→ **TASKS AND EXERCISES**:
**1.** In the account of the argument over dinner, what was Jack diagnosed with at the after-hours pediatric care center?
**2.** Carry on the account of the argument over dinner, starting after its last sentence.

Last night I got pissed off at my wife for not making dinner. Which, when you say it out loud (or write it down), seems downright ridiculous. The back-story: When I got home from work last night at 5:30, my son Jack was complaining about pain in his ear, so I bundled him into the mini-van and set out for the after-hours pediatric care center on the other side of town. A diagnosis of an ear infection, a prescription for antibiotics, and we were out the door. I stopped at the drug store to have the prescription filled, then headed home. We walked in the house at seven. My expectation was that my wife would be bustling around in the kitchen, putting the finishing touches on a meal of some sort which I could then sit down and eat. I was pretty hungry, having last eaten at 3:00, and when I get hungry, I get crabby. I made some sort of offhand comment about there being no dinner, to which my wife responded in kind, so I called her a not-so-nice name, and then we fought for the rest of the night. Notably, neither one of us really ate anything after that, except for a desiccated pop tart (her) and a dry, stale slice of pizza (me).

→ **SUPPLIED ENTRIES**:
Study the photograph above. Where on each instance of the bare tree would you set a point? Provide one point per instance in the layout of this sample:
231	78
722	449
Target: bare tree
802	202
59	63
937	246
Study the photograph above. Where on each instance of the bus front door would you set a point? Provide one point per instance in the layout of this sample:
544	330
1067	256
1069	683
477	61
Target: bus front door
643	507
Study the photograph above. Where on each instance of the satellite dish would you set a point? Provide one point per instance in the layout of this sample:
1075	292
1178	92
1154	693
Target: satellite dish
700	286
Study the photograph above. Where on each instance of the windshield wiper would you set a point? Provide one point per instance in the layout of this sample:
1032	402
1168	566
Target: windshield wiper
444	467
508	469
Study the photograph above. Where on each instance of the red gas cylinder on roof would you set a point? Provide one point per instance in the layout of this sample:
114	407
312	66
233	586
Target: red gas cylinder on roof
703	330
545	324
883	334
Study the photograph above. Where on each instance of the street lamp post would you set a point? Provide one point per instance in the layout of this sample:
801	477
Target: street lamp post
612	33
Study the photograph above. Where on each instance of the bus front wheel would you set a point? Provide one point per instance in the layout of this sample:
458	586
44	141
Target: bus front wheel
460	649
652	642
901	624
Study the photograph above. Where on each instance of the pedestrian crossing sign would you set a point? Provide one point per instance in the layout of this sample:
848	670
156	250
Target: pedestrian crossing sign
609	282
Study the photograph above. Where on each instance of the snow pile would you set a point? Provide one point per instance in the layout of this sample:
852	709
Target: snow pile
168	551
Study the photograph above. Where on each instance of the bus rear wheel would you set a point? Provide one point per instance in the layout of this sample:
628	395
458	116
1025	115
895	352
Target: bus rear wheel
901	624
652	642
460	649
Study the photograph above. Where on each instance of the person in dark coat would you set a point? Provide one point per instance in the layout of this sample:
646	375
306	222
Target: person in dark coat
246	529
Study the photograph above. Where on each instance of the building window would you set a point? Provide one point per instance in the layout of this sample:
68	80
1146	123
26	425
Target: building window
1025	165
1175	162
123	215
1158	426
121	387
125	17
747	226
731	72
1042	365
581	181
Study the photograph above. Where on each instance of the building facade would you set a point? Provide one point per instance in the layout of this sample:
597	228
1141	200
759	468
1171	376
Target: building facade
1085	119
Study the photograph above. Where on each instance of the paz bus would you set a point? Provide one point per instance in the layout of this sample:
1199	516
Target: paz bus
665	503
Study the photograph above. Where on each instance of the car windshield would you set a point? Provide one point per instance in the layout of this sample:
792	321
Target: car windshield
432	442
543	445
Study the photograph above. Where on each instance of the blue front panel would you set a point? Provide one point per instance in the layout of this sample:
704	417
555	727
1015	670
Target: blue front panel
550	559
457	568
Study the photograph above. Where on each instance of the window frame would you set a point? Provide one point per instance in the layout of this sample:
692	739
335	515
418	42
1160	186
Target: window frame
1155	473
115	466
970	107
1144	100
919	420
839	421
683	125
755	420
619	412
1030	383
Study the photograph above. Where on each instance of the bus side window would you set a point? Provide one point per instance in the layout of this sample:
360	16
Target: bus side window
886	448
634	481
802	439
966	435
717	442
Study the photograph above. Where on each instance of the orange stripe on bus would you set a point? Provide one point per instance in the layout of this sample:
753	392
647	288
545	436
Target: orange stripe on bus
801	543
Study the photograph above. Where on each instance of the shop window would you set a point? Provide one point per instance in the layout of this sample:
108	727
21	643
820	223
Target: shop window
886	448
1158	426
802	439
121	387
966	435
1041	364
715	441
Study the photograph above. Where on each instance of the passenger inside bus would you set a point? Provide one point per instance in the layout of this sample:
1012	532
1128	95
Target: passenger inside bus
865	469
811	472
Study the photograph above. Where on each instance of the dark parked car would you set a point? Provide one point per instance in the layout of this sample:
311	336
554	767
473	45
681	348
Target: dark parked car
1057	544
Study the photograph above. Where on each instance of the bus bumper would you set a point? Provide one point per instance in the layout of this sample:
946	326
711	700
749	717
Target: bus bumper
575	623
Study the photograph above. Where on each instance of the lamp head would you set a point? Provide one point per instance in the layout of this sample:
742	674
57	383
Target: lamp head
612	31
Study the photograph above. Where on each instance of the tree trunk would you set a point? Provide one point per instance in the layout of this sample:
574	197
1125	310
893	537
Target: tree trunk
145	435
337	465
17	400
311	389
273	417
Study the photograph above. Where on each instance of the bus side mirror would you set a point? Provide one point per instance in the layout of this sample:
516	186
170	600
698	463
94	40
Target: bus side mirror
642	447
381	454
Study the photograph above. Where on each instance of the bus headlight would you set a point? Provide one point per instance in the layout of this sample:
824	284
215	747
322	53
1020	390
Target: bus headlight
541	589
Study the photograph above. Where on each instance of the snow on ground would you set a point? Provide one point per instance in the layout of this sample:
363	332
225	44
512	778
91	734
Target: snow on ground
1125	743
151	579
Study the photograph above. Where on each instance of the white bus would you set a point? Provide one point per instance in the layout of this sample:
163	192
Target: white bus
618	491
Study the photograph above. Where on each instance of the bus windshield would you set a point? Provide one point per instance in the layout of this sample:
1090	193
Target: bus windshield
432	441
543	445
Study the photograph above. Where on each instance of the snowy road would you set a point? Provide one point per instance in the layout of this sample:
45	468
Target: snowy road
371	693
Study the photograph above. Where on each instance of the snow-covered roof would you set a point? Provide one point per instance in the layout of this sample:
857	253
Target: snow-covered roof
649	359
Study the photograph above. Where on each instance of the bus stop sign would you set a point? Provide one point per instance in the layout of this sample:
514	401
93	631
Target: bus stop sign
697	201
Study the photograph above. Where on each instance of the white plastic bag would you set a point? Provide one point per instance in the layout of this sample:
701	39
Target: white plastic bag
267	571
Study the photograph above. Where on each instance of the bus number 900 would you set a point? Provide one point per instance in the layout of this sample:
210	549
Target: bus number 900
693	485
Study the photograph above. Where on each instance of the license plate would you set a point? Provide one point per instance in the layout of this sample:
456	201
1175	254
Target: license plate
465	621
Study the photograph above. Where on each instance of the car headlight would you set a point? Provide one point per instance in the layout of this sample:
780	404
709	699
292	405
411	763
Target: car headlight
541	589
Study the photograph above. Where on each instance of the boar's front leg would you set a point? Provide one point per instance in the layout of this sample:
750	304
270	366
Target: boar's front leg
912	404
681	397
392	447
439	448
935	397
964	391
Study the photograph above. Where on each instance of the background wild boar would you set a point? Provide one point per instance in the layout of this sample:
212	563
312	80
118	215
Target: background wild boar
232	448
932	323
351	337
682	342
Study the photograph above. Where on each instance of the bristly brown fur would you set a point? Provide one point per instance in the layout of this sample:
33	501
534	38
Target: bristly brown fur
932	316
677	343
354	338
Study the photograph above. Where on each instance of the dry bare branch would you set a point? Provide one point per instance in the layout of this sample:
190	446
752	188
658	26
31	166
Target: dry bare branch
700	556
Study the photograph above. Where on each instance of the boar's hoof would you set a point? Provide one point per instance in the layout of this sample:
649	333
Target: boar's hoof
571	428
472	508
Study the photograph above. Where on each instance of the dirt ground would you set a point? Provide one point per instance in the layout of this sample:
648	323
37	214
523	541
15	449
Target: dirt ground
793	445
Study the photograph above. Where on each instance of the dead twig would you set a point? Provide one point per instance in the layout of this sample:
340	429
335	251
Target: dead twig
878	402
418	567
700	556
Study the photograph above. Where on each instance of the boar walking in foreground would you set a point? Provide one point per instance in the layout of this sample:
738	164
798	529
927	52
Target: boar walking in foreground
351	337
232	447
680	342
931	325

→ **SOLVED TASKS**:
**1.** An ear infection.

**2.**
Even as I was fuming around the kitchen in the immediate aftermath of our verbal exchange, I knew that fighting over something as trivial as who should have put the pizza in the toaster oven was a pretty stupid thing to do. Nevertheless, it is amazing how quickly the ego can make up the most illogical justifications for feeling wounded and how easily you can heap blame on other people when your expectations don’t meet up with reality. (And this was happening less than four hours after I wrote the last posting on how absurd it is to think we can read other people’s minds. The assertive ego is nothing if not persistent).
What kept running through my head something along the lines of, well, shit, I know if our roles were reversed I would have made dinner. Which is a load of crap, obviously. The truth is, I have no idea what I would have done if our roles were reversed. I was conjuring up a fantasy future where I was the hero, which had absolutely no grounding in reality, and then using it as a yard-stick to measure someone else’s past behavior ,which itself existed nowhere other than in my unspoken expectations. That’s the ridiculous part.
What I could have done, what I should have done, was to walk over to the freezer, grab a frozen mushroom and truffle flatbread (from Trader Joe’s-yummy) and stick it in the toaster oven. Then everyone would have gotten something to eat and no one would have felt bad. Instead, I wrote a script about what was going to happen and when it didn’t happen the way I expected, I freaked out. Yes, blood sugar was low. Yes, it was late. Yes, my wife’s initial reaction was less than ideal, but none of that matters.
I guess the thing to keep in mind is that the ultimate responsibility for my actions lies with me. I am fully aware that I have control-freak tendencies which sometimes don’t mesh too well with my wife’s approach to organization. So, was I upset about dinner, or upset that she didn’t adhere to what I thought was the way the evening needed to unfold? I think I need to work with this a little, but I'm pretty sure I know the answer.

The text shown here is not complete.